--- EXERCISE INPUTS ---
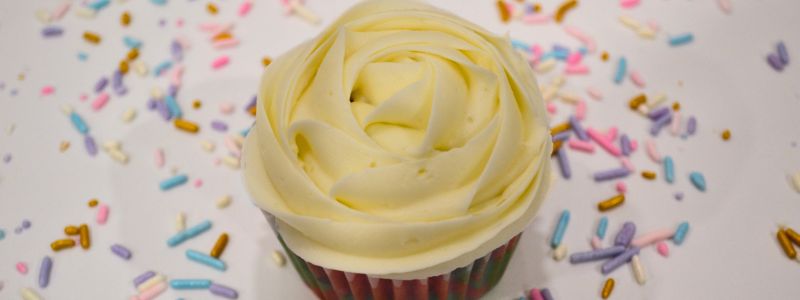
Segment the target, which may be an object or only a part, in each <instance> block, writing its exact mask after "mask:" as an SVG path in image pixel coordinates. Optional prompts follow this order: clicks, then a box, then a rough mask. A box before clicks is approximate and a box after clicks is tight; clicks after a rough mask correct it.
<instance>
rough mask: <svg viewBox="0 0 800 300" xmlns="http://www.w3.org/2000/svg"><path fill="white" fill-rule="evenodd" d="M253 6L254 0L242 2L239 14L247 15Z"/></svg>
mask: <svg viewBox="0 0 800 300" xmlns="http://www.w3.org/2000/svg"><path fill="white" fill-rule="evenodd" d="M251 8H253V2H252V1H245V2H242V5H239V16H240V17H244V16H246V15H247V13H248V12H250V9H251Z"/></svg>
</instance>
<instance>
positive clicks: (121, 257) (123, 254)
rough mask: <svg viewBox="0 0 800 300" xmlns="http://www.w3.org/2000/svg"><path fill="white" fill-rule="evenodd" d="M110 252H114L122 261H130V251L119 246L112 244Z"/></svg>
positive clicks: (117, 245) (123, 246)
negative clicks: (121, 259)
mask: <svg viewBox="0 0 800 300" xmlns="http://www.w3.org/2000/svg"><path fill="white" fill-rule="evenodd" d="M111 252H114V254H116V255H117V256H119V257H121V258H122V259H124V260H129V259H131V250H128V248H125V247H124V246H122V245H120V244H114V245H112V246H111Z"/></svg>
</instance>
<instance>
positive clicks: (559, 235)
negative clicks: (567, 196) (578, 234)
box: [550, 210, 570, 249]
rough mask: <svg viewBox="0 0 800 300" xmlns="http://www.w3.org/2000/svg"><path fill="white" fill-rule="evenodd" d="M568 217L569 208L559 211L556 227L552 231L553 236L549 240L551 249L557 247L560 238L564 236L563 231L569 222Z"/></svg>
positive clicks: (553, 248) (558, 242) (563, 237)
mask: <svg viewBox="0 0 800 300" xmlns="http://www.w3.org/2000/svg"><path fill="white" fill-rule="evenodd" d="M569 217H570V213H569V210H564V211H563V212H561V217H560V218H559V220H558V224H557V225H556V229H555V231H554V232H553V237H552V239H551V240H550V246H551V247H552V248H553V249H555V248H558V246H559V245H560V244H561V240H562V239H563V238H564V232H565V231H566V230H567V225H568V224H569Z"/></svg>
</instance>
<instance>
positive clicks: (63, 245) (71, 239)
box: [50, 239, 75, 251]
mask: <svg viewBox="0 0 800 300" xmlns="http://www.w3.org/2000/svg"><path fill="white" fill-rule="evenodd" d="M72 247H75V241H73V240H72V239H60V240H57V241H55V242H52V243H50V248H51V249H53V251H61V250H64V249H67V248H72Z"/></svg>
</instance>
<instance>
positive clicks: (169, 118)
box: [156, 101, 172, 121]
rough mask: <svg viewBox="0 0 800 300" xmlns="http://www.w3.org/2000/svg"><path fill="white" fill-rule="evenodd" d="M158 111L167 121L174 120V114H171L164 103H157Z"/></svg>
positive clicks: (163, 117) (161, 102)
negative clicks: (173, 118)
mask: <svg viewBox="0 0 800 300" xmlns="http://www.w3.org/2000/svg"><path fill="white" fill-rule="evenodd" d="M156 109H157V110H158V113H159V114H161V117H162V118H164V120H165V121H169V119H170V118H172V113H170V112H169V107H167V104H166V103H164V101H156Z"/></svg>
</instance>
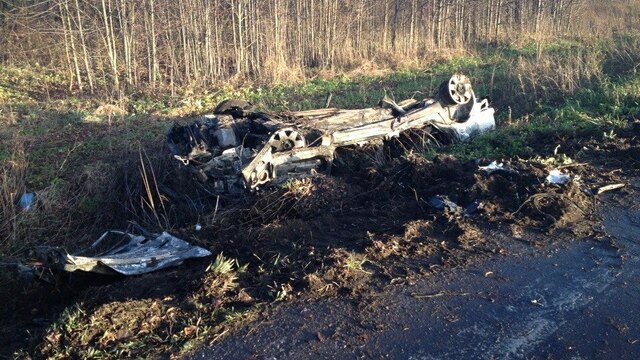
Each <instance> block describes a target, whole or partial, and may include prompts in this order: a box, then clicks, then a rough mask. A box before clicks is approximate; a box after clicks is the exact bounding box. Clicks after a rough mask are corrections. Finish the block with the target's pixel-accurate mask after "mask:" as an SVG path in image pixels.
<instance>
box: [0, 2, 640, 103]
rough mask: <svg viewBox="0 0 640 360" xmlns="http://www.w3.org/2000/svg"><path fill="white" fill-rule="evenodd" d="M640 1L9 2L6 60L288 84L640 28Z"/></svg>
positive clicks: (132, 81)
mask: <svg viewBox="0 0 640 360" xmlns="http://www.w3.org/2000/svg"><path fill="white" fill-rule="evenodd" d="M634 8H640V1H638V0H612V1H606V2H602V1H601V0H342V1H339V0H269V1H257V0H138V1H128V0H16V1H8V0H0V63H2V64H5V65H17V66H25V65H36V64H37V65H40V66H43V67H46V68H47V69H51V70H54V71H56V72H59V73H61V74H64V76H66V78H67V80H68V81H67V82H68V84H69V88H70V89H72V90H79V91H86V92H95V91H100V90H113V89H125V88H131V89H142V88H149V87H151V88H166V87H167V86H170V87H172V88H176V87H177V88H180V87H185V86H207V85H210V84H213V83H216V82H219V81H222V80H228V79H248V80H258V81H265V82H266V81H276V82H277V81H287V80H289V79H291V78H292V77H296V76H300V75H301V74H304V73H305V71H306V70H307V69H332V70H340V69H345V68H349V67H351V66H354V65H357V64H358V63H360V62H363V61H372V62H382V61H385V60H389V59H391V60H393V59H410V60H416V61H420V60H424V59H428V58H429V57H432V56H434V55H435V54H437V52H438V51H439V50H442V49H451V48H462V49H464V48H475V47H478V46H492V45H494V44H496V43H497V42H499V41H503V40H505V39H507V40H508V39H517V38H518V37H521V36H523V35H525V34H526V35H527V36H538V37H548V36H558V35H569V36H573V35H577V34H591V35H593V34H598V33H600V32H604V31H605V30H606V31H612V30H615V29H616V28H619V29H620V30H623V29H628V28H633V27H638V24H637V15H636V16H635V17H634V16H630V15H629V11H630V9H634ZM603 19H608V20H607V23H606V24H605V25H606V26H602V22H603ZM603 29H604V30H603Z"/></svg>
---
YOUR ASSIGNMENT – Throughout the records above, find the lines in which the word "then" appears and return them.

EXPECTED OUTPUT –
Segment the target, which may be an object or only a part, in each <instance> block, writing its exact mask after "mask:" as an SVG path in image pixel coordinates. Optional prompts follow this order: clicks, then a box, then a rough mask. A box before clicks is approximate and a box after clicks is tight; clicks after a rough mask correct it.
Each <instance> block describes a target, whole or partial, and may include prompts in this order: a box, then clicks, then a rough mask. A box before clicks is approximate; a box after clicks is the exact bounding box. Clicks after a rough mask are corrections. Finish the block with the target's pixel-accurate mask after "mask:" as an SVG path in image pixels.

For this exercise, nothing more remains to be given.